[[ TEXT UNDER STUDY, beginning ]]

As a nurse during World War I, he designed exercise apparatus for immobilized patients by attaching springs to hospital beds. The system was the foundation for the exercise apparatus he brought to the first Pilates Studio in New York City in 1926 and for the more than 500 movements he developed.

Diane M. Popper, a certified Pilates instructor who lives in Smithsburg, describes the Pilates method as "a minimum of motion for a maximum of flow. Every part of the body is worked."

Whether situated in one of numerous gadgets or on a mat, students learn to focus on strengthening and increasing the flexibility of the "powerhouse," which includes the rib section, abdominals, waist, thighs, hips, lower back and buttocks.

The equipment

In addition to the mat, one of the most common pieces of equipment is the Reformer, which features straps for hands and feet, springs, a horizontally moving carriage and removable bars. There also is the Cadillac, which Popper says looks like it belongs in a gymnasium.

"Some people think it looks like torture apparatus," she says.

The Wunda Chair, which Popper says resembles something a seal would use in the circus, "is the most challenging piece of equipment. There's nothing like the chair ... to humble you."

Pilates apparatus also includes barrels and something called the tower - "It looks like a guillotine," Popper says.

While intimidating to look at, the gadgets have a health-boosting purpose - to improve flexibility and strength without adding bulk.

[[ TEXT UNDER STUDY, end ]]

— ACTIVITY LIST —
[1] In the Pilates text, which piece of equipment does Popper call the most challenging?
[2] Carry the Pilates text forward from its final sentence with a few more paragraphs in the same style.
The entries that follow come from a separate source and are unrelated to the Pilates text.

[[ GIVEN INFORMATION, beginning ]]

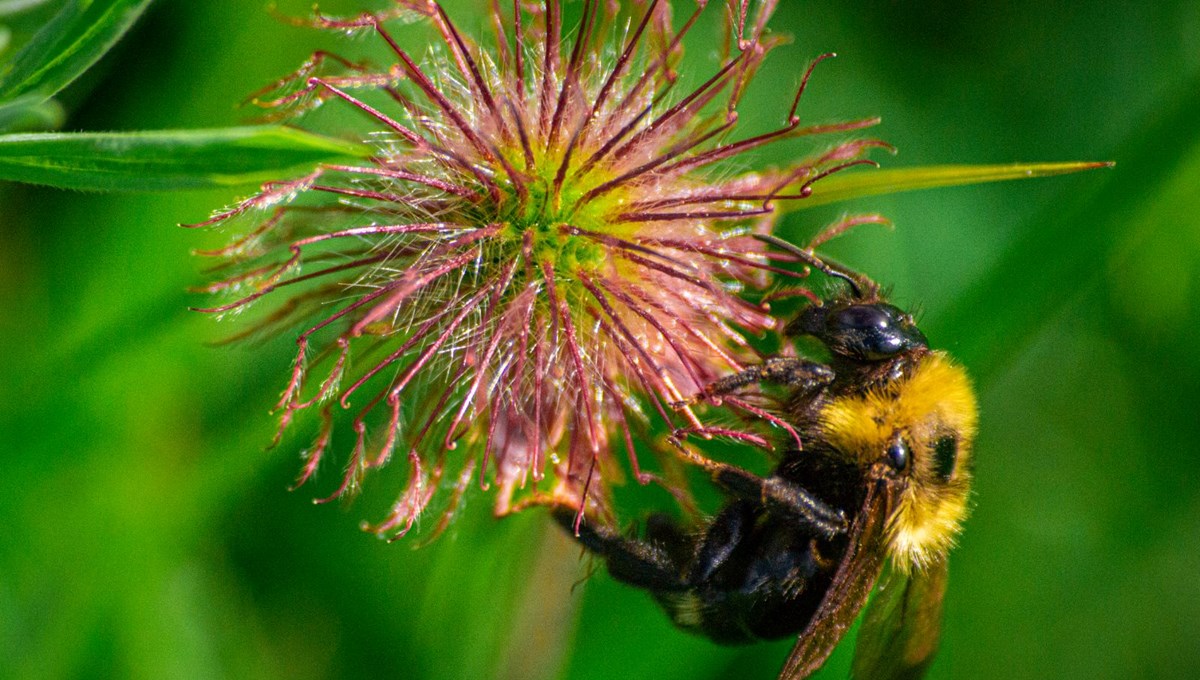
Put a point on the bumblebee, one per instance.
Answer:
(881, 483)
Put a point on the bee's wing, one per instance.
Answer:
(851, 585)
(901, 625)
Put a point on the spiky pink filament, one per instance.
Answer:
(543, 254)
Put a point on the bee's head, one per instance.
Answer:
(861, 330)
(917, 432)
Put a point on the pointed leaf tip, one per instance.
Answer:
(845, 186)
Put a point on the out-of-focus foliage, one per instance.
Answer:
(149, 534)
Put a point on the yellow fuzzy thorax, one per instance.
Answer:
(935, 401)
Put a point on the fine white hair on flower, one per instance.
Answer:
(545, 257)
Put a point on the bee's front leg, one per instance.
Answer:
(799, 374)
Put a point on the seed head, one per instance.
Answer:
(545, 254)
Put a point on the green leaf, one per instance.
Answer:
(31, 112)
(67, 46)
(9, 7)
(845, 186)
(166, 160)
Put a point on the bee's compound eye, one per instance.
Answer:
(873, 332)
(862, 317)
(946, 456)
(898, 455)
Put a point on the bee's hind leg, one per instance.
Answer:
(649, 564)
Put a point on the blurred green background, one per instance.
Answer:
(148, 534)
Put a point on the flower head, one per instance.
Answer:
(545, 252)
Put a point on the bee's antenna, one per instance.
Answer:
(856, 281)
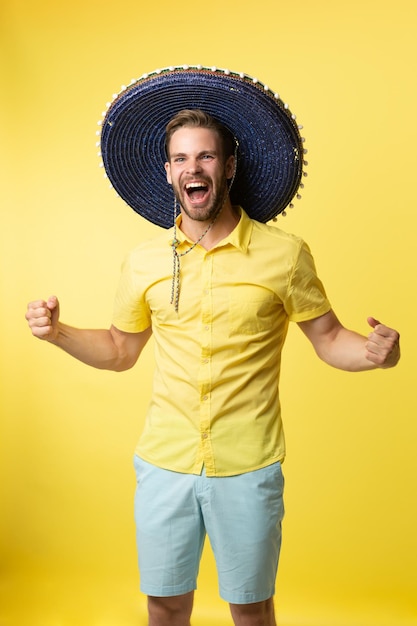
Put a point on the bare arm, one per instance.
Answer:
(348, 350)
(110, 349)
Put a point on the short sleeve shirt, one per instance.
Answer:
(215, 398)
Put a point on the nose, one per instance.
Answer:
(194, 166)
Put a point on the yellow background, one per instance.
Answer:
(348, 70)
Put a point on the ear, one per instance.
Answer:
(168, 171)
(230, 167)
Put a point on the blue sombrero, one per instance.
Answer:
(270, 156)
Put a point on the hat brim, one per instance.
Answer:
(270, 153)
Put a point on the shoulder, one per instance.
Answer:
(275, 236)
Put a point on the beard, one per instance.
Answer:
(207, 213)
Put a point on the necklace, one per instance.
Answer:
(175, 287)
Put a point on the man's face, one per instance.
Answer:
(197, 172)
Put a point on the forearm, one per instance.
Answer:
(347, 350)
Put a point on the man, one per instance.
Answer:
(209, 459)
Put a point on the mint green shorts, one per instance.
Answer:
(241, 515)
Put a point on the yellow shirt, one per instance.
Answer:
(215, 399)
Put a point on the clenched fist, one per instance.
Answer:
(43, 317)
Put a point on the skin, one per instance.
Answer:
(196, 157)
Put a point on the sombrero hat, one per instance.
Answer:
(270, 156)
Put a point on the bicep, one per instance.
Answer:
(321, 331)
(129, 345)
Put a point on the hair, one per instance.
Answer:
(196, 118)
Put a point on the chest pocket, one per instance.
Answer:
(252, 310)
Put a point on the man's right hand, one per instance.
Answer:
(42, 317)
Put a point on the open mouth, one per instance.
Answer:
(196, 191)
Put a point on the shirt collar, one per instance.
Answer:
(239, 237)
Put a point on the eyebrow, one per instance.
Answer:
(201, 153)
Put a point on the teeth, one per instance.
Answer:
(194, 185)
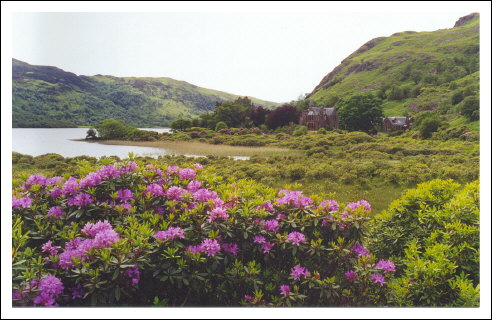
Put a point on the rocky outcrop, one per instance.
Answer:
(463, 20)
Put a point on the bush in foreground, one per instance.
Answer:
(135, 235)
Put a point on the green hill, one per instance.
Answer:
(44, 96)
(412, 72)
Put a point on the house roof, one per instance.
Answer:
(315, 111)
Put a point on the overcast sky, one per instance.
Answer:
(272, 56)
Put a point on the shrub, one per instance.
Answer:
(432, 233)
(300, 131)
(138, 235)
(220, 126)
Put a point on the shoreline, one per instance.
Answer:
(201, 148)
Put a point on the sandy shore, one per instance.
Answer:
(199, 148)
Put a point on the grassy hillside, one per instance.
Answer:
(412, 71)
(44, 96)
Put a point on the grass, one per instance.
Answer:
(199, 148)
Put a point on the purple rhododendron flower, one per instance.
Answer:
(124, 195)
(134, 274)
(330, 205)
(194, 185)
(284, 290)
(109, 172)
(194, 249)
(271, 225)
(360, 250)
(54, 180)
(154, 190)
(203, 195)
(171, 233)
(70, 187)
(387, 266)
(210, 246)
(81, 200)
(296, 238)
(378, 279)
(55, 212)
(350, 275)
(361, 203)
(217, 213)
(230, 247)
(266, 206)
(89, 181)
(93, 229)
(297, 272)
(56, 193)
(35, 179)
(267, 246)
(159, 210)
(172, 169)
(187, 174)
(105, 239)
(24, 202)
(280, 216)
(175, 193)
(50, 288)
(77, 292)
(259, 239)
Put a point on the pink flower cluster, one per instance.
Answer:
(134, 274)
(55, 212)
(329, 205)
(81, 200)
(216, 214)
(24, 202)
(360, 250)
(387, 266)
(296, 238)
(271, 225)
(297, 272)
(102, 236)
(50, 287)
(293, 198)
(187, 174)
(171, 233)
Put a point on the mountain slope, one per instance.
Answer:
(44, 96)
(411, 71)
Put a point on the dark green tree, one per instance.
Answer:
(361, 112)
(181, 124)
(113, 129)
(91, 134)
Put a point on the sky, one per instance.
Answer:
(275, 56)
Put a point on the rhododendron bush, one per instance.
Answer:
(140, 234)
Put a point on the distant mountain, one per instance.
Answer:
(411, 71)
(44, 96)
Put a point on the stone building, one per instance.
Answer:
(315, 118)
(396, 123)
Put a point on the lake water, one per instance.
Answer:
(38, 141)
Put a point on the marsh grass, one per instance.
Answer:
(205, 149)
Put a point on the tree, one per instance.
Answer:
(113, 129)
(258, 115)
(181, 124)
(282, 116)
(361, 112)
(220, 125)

[[ GIVEN INFORMATION, end ]]
[[ GIVEN INFORMATION, beginning ]]

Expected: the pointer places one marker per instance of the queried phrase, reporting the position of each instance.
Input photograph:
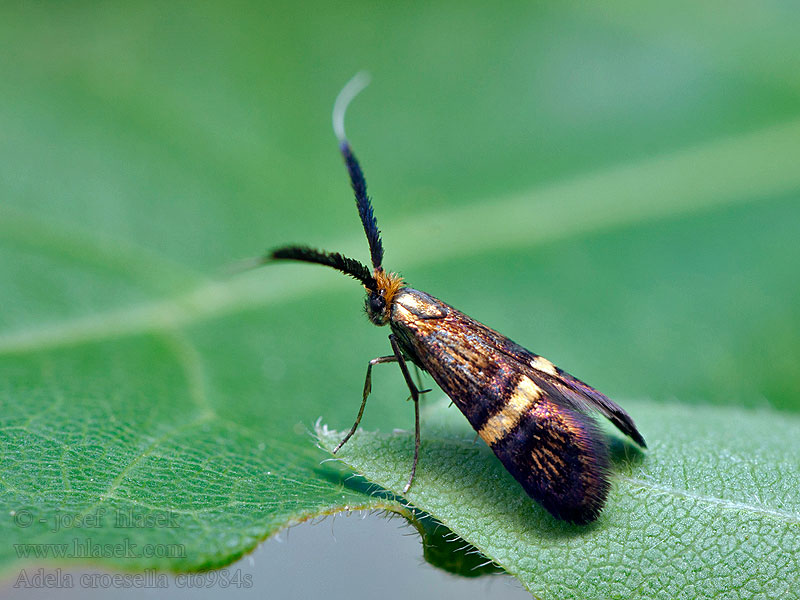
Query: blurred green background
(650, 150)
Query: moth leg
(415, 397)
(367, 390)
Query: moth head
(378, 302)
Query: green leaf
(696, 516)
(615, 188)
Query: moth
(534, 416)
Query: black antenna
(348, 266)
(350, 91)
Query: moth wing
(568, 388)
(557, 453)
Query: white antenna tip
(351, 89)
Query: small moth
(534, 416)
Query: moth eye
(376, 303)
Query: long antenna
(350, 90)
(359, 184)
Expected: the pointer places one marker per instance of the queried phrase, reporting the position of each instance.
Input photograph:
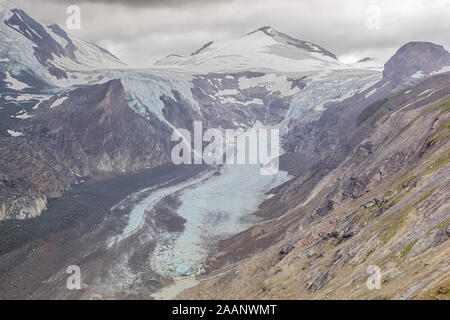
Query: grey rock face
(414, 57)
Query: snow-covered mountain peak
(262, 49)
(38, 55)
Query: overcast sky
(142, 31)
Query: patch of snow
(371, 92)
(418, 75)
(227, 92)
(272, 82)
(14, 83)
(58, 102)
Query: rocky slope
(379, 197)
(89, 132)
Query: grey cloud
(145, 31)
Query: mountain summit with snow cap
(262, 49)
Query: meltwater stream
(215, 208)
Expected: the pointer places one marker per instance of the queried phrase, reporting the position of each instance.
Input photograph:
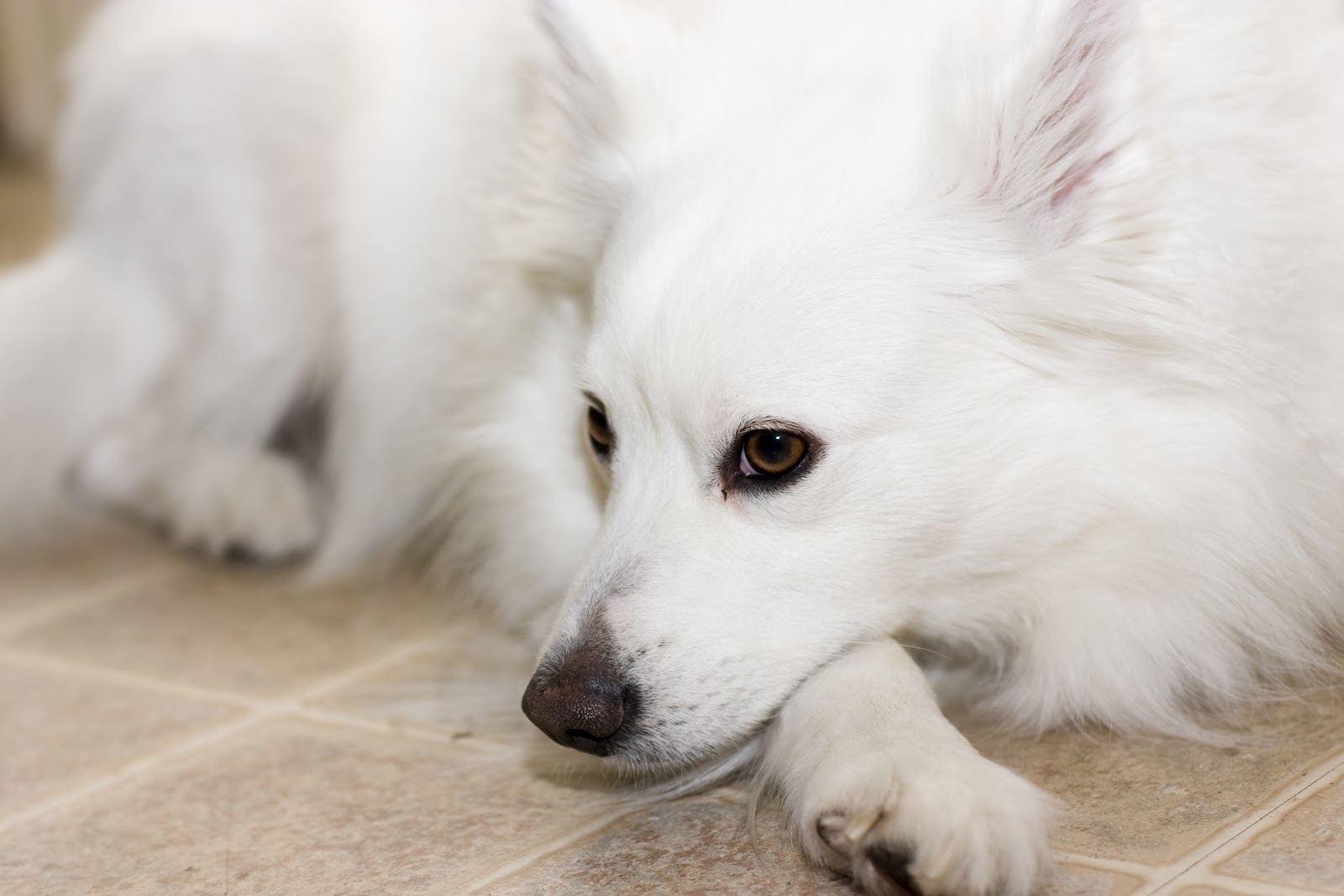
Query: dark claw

[[ GIVEN INFORMATION, end ]]
[[ GIVEN INFORMATION, beginning ]]

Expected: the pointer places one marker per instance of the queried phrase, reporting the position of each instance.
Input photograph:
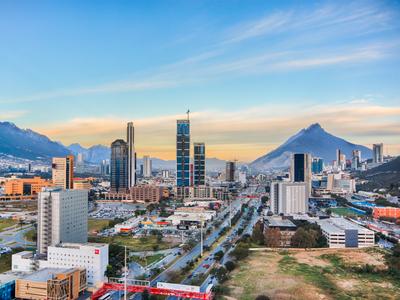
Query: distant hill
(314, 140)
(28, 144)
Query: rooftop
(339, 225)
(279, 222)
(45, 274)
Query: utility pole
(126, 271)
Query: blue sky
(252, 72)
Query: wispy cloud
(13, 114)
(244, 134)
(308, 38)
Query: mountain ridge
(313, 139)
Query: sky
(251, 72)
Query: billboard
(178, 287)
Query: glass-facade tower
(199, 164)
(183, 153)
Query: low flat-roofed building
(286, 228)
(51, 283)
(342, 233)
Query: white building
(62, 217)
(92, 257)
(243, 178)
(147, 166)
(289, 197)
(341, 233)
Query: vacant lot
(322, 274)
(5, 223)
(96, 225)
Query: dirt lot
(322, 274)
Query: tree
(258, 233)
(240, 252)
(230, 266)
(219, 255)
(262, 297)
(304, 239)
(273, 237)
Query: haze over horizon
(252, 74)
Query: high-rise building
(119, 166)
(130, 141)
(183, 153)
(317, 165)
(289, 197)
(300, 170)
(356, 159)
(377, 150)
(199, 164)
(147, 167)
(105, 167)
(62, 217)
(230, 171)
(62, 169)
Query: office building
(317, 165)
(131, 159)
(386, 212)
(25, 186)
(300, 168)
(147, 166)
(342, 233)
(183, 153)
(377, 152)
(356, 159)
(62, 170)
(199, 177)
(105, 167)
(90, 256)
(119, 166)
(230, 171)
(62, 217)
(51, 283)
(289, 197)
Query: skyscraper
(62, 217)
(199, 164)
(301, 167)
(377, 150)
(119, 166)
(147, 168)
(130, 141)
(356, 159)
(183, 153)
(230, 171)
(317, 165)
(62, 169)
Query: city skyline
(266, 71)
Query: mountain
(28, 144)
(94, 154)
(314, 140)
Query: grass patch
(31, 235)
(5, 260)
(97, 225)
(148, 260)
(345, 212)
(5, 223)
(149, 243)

[[ GIVEN INFORMATION, end ]]

— ACTIVITY ANSWERS —
[1] The Wunda Chair.

[2]
"It can be varied so much and adapted to each individual body," says Moira Stott, program director of STOTT Pilates Studios and International Certification Center in Toronto, Canada. Her program applies modern exercise science to Pilates' concepts.

Stott's husband, Lindsay Merrithew, designed equipment for STOTT Equipment Sales Inc. based on the Pilates method.

The key principles of the Pilates method are centering, concentration, control, precision, breath and flow.

The movements done on the machines and mats reflect Eastern and Western influences. The focus and controlled breathing and movements reflect the Eastern emphasis, while the Western emphasis on resistance is also present.

It may sound a bit like yoga, but there are definite differences.

"It's not like yoga - the tempo is much faster," says Popper, wearing a black T-shirt that sports one of many quotes from Pilates: "Civilization impairs physical fitness."

"Yoga is completely another area ... (but) they are very complementary," says Popper, who was a member of Dayton Chamber Dance Ensemble in Dayton, Ohio.

Students speak

Skaters Katie Williams and Suzie Martin wanted to try Pilates after hearing Popper talk about it during Winterfest at Hagerstown Ice & Sports Complex.

"It would make us stronger and help our posture and flexibility," 14-year-old Katie learned.

"It's so different than anything I've ever done before," adds the Hagerstown resident.

"It's a lot of positions," says Suzie, 13, of Waynesboro, Pa.

For Deborah Marx, Pilates is a welcome addition to her rigid fitness regimen.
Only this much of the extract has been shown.